> _EXERCISE_: Work out how many lines of the material contain the string "shown"; the answer is that number only.

> _EXERCISE INPUTS_:
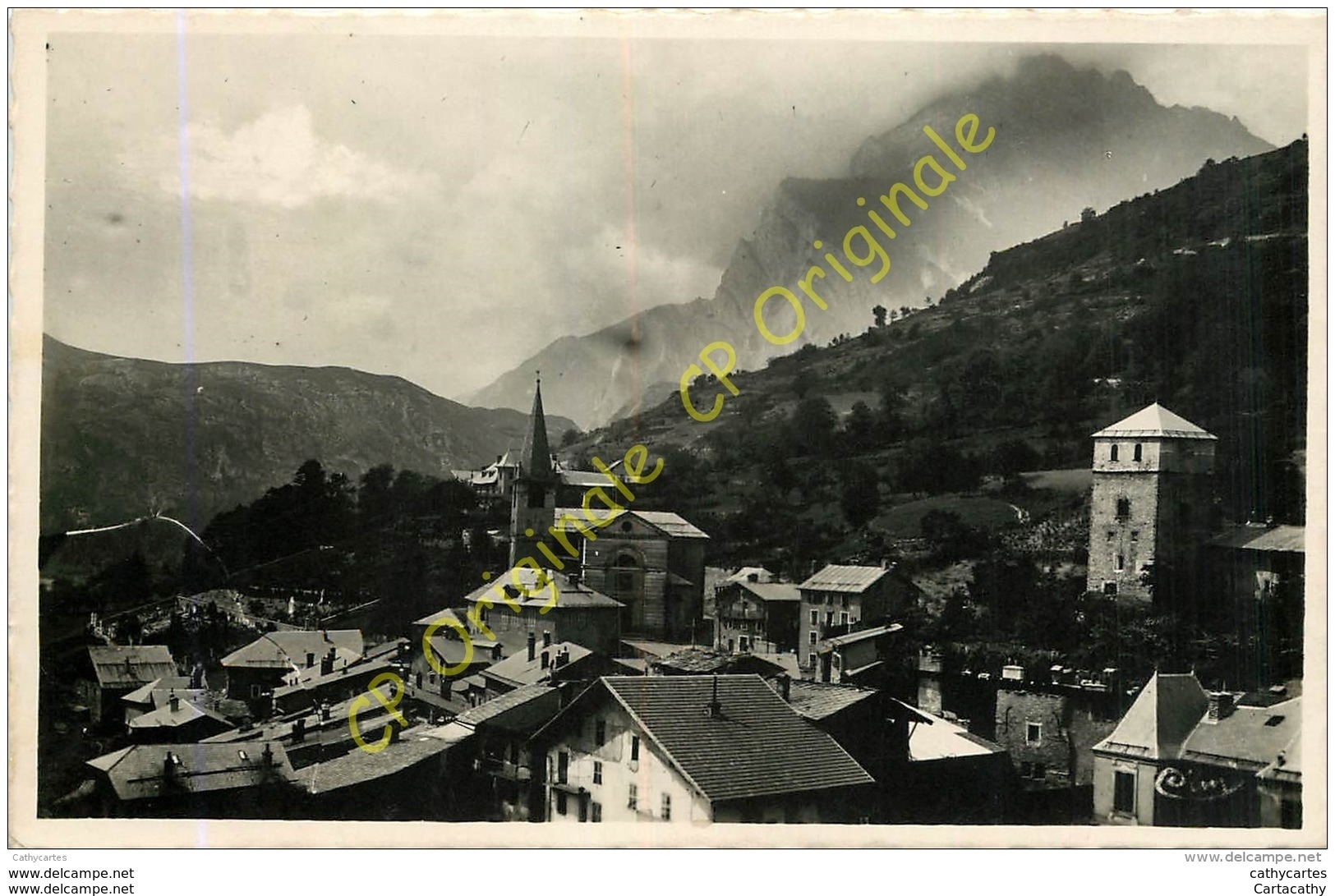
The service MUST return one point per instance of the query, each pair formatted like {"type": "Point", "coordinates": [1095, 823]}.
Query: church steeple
{"type": "Point", "coordinates": [537, 452]}
{"type": "Point", "coordinates": [534, 503]}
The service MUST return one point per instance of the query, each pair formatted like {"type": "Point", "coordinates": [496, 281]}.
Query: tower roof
{"type": "Point", "coordinates": [537, 452]}
{"type": "Point", "coordinates": [1155, 420]}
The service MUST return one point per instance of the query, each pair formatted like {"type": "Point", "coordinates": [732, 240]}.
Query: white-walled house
{"type": "Point", "coordinates": [693, 749]}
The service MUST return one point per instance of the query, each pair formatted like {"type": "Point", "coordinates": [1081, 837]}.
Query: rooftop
{"type": "Point", "coordinates": [140, 772]}
{"type": "Point", "coordinates": [1155, 420]}
{"type": "Point", "coordinates": [569, 593]}
{"type": "Point", "coordinates": [131, 667]}
{"type": "Point", "coordinates": [290, 650]}
{"type": "Point", "coordinates": [1270, 539]}
{"type": "Point", "coordinates": [756, 746]}
{"type": "Point", "coordinates": [844, 578]}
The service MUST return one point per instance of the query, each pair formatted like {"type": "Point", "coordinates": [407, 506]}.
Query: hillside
{"type": "Point", "coordinates": [1066, 139]}
{"type": "Point", "coordinates": [122, 435]}
{"type": "Point", "coordinates": [1195, 296]}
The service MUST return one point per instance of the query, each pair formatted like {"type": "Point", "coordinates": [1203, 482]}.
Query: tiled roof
{"type": "Point", "coordinates": [817, 700]}
{"type": "Point", "coordinates": [358, 767]}
{"type": "Point", "coordinates": [946, 740]}
{"type": "Point", "coordinates": [131, 667]}
{"type": "Point", "coordinates": [523, 710]}
{"type": "Point", "coordinates": [747, 572]}
{"type": "Point", "coordinates": [668, 524]}
{"type": "Point", "coordinates": [776, 592]}
{"type": "Point", "coordinates": [1249, 737]}
{"type": "Point", "coordinates": [854, 637]}
{"type": "Point", "coordinates": [707, 660]}
{"type": "Point", "coordinates": [288, 650]}
{"type": "Point", "coordinates": [519, 669]}
{"type": "Point", "coordinates": [569, 593]}
{"type": "Point", "coordinates": [844, 578]}
{"type": "Point", "coordinates": [145, 693]}
{"type": "Point", "coordinates": [139, 772]}
{"type": "Point", "coordinates": [1271, 539]}
{"type": "Point", "coordinates": [1160, 719]}
{"type": "Point", "coordinates": [186, 712]}
{"type": "Point", "coordinates": [1155, 420]}
{"type": "Point", "coordinates": [756, 746]}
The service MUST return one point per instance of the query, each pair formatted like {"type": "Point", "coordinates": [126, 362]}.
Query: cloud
{"type": "Point", "coordinates": [278, 160]}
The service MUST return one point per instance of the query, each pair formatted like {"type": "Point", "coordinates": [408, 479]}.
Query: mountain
{"type": "Point", "coordinates": [1195, 296]}
{"type": "Point", "coordinates": [121, 435]}
{"type": "Point", "coordinates": [1066, 139]}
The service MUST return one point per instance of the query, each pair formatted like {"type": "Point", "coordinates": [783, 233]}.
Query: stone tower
{"type": "Point", "coordinates": [533, 507]}
{"type": "Point", "coordinates": [1151, 503]}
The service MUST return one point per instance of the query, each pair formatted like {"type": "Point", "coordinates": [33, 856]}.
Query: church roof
{"type": "Point", "coordinates": [1155, 420]}
{"type": "Point", "coordinates": [537, 452]}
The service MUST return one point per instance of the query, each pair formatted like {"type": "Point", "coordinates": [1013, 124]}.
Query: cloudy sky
{"type": "Point", "coordinates": [442, 207]}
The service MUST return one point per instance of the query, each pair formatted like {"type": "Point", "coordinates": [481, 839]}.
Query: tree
{"type": "Point", "coordinates": [860, 497]}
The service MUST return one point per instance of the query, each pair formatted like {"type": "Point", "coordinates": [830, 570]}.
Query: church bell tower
{"type": "Point", "coordinates": [533, 507]}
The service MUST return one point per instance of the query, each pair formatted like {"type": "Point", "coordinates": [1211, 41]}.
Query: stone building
{"type": "Point", "coordinates": [1151, 503]}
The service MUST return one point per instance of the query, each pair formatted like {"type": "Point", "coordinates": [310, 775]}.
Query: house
{"type": "Point", "coordinates": [1151, 503]}
{"type": "Point", "coordinates": [256, 669]}
{"type": "Point", "coordinates": [194, 780]}
{"type": "Point", "coordinates": [310, 687]}
{"type": "Point", "coordinates": [1262, 569]}
{"type": "Point", "coordinates": [117, 671]}
{"type": "Point", "coordinates": [757, 613]}
{"type": "Point", "coordinates": [489, 774]}
{"type": "Point", "coordinates": [565, 606]}
{"type": "Point", "coordinates": [841, 600]}
{"type": "Point", "coordinates": [549, 663]}
{"type": "Point", "coordinates": [653, 563]}
{"type": "Point", "coordinates": [1187, 757]}
{"type": "Point", "coordinates": [690, 749]}
{"type": "Point", "coordinates": [181, 719]}
{"type": "Point", "coordinates": [145, 700]}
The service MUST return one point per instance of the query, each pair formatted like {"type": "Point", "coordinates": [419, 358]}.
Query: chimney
{"type": "Point", "coordinates": [1221, 705]}
{"type": "Point", "coordinates": [715, 710]}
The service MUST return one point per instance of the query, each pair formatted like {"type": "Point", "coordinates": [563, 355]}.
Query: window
{"type": "Point", "coordinates": [1125, 792]}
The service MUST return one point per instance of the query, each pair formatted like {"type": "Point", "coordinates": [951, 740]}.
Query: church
{"type": "Point", "coordinates": [651, 563]}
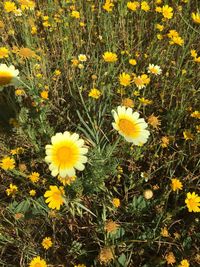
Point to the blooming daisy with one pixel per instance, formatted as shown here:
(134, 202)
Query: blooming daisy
(37, 262)
(193, 202)
(8, 75)
(47, 243)
(54, 197)
(66, 154)
(128, 124)
(154, 69)
(110, 57)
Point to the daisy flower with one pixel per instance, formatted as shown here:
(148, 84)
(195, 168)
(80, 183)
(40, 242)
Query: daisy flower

> _TASK RESPONSE_: 2